═══ LISTED ENTRIES ═══

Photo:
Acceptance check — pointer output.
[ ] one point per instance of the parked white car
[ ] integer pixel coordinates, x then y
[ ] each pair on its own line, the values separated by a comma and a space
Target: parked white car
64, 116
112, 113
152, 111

═══

→ **TO BE DONE**
Rewrite the entries above, swapping every "white" for "silver" and leaving everything else the same.

→ **SOLUTION FOR THIS PROBLEM**
Photo:
Acceptance check — pointer output.
[ ] one point per instance of the parked silver car
[ ] integer pixel coordinates, x then y
[ ] each pair on its own line, the values separated by a comma and a space
Target: parked silver car
64, 116
112, 113
152, 111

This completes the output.